PROBLEM STATEMENT:
Take the line that has "the white reflection" in it and every line after it to the end of the entries, and reproduce them exactly.

INPUT RECORDS:
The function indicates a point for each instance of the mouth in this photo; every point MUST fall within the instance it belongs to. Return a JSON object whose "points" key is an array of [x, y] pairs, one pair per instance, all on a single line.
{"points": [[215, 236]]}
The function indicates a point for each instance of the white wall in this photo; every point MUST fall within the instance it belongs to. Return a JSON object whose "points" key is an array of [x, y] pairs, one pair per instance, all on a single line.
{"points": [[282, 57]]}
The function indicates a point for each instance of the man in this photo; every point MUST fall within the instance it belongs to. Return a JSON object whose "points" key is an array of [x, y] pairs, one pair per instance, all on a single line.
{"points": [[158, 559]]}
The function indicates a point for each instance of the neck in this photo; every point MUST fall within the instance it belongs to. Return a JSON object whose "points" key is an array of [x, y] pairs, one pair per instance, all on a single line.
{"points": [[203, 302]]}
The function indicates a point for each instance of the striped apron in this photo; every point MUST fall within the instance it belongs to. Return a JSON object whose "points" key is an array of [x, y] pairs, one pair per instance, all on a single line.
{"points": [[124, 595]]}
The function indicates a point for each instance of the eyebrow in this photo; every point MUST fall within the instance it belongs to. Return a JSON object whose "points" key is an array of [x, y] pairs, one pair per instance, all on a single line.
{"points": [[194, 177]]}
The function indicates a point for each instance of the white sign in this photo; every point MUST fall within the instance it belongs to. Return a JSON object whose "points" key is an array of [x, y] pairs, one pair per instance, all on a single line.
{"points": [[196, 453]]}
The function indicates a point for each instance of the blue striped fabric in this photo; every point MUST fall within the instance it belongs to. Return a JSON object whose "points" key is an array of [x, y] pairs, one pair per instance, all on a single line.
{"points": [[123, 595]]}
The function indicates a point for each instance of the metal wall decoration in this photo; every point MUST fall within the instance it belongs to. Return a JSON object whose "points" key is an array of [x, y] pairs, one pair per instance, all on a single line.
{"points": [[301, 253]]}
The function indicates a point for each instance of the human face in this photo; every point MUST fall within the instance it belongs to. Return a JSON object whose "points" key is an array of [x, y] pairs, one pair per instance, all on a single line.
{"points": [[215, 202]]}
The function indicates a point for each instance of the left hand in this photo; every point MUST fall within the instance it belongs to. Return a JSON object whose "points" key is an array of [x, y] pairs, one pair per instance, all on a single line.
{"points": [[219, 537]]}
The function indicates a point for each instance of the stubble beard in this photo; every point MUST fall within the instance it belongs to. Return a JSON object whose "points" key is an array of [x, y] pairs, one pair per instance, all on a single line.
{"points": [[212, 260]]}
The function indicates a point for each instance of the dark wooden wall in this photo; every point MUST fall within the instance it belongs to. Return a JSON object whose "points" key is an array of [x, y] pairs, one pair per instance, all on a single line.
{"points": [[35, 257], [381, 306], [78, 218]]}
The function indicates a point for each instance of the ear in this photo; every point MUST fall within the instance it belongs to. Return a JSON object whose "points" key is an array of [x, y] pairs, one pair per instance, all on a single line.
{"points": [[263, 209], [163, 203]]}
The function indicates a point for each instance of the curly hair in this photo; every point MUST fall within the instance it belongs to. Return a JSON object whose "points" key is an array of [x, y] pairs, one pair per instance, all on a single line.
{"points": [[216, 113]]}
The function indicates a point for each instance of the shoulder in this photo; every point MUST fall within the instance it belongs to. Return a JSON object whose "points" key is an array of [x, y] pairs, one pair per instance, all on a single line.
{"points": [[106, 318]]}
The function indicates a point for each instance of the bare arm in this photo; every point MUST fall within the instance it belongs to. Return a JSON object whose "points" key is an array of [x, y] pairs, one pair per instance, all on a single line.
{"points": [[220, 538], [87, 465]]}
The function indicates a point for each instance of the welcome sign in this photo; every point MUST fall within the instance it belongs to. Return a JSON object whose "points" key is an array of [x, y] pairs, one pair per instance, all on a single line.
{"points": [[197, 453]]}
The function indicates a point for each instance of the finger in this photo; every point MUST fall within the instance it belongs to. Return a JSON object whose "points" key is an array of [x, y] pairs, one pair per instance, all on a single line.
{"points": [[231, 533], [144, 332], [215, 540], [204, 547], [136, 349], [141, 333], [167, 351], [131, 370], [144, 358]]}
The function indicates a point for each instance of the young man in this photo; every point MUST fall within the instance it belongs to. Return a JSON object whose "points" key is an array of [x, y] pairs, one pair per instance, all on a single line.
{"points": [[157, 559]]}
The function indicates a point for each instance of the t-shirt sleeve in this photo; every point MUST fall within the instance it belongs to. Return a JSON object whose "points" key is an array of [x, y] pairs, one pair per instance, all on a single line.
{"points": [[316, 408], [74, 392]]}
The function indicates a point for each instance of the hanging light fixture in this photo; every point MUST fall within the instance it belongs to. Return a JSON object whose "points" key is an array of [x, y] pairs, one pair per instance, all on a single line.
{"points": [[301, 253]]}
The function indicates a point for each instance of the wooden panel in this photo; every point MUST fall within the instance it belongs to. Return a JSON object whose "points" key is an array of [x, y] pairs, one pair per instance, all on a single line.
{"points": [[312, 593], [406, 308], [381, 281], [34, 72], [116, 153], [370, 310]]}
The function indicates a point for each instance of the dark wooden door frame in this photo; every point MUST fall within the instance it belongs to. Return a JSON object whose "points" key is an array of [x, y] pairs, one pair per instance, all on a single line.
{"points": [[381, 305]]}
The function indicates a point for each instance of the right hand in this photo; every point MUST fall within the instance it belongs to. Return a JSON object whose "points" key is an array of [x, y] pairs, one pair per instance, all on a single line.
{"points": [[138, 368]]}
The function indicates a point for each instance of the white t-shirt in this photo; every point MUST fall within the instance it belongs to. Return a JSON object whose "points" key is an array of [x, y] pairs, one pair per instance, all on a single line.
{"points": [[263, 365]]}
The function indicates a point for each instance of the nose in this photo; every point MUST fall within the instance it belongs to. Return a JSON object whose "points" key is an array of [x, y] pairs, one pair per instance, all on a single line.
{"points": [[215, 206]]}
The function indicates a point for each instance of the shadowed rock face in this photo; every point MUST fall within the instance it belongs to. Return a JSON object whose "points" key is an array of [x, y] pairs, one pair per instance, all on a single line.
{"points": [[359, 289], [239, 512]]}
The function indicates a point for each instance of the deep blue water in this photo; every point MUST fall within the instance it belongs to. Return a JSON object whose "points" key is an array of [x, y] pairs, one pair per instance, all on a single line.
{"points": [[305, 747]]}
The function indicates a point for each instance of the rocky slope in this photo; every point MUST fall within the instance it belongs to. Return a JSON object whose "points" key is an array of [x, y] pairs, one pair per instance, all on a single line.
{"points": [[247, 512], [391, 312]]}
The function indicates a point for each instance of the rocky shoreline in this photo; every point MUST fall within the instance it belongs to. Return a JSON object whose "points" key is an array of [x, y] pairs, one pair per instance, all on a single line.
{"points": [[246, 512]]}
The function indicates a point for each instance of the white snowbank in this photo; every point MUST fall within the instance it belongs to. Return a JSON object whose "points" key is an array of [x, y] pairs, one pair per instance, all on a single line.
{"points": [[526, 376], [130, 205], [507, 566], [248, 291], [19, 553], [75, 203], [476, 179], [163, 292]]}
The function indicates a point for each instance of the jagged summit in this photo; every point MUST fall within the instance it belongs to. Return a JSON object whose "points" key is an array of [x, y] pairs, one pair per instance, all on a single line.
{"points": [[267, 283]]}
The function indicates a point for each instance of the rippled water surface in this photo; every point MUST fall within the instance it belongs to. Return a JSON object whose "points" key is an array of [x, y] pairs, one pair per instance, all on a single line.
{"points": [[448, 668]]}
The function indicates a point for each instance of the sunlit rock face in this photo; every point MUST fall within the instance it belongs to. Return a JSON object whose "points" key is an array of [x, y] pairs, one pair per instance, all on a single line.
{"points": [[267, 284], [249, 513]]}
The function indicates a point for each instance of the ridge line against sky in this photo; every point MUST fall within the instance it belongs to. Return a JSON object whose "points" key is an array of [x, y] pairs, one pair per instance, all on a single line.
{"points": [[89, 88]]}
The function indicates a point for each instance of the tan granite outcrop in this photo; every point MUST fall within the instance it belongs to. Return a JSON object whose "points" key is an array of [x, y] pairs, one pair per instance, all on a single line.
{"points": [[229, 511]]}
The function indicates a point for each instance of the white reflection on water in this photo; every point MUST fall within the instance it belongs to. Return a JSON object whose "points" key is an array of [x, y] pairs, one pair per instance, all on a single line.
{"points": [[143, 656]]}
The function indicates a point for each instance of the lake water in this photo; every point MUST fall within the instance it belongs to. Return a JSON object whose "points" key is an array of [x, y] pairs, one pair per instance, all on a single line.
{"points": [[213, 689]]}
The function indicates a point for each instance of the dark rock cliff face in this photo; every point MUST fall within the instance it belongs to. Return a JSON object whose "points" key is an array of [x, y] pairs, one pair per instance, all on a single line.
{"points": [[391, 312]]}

RESULT FOR THIS EXERCISE:
The function indicates a point for each instance of the white reflection on water in this photo; every point MUST fall within the instance it belongs to. Return a JSON object whose "points" key is an array of [x, y] pairs, one pair per instance, all on a single line.
{"points": [[143, 656]]}
The function indicates a point for each instance of the lake water in this photo; every point MUST fall within the instance it belongs to. Return a JSON object whose "points" key is an array of [x, y] pairs, one pair per instance, all on a single line.
{"points": [[213, 689]]}
The function indicates a point for each instance of the dark rock cliff face in this photo; every point MUST fall within the instance it belongs to. Return a JSON object whose "points" key is an array of [x, y] pairs, one pair per instance, all on a single line.
{"points": [[391, 312]]}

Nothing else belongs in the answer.